The task. Nothing but the lines from the one containing "of the grassy" to the end of the material should be returned, each exactly as written.

+-------+

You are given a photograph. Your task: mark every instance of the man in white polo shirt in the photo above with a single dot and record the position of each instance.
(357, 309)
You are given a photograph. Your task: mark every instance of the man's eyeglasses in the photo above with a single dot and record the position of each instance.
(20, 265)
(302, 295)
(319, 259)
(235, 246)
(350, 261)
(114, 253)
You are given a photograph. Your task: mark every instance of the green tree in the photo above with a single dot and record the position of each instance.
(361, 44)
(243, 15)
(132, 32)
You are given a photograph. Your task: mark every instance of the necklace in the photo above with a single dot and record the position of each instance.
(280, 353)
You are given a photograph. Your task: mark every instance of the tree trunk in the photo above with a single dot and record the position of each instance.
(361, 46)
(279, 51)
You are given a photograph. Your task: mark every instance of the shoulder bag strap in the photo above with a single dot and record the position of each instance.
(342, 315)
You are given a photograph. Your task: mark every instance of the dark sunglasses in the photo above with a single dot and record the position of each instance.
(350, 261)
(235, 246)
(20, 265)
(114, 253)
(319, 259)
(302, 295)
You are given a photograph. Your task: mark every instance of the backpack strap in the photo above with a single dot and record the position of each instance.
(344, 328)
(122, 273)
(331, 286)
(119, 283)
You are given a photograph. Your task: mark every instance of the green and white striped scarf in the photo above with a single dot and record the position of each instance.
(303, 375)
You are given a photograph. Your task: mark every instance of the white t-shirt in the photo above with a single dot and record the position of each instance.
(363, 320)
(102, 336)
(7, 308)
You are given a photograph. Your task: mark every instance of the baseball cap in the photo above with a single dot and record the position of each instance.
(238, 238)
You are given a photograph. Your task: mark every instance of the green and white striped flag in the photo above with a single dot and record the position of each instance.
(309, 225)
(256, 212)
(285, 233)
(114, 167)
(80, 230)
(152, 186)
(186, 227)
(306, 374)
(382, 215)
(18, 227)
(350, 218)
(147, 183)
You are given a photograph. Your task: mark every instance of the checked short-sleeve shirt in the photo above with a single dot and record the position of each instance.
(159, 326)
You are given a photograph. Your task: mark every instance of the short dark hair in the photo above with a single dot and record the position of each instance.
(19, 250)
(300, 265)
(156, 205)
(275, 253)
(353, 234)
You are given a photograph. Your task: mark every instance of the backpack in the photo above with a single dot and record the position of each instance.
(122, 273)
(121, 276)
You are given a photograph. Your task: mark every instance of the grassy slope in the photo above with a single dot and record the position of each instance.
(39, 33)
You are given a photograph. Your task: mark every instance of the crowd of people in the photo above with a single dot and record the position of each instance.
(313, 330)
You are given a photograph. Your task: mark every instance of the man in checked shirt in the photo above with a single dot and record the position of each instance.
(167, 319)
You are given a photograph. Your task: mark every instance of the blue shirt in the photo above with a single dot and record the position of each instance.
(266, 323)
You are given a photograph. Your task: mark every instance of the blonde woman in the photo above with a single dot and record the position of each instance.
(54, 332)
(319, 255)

+-------+

Reply to the exercise.
You are given a photograph. Your task: mark every instance of the grassy slope in the photo above with a single dot and record the position of each instance.
(39, 33)
You are given a photograph. Your task: mark every instance of the crowd of people in the photo above with a single dot and record the position of each instance.
(313, 330)
You are given a photograph. Your task: mark every instance of the man in checked shirt in the photo above with a single dot and record the position of each instance.
(167, 319)
You are given a photograph. Your task: mark every instance of the blue shirt in the photo above with a single dot and record the position of each instance.
(266, 323)
You are given a photograph. Your task: mark every instance of the blonde woman in the photo above with a single dot and record the position of each instance.
(54, 332)
(319, 255)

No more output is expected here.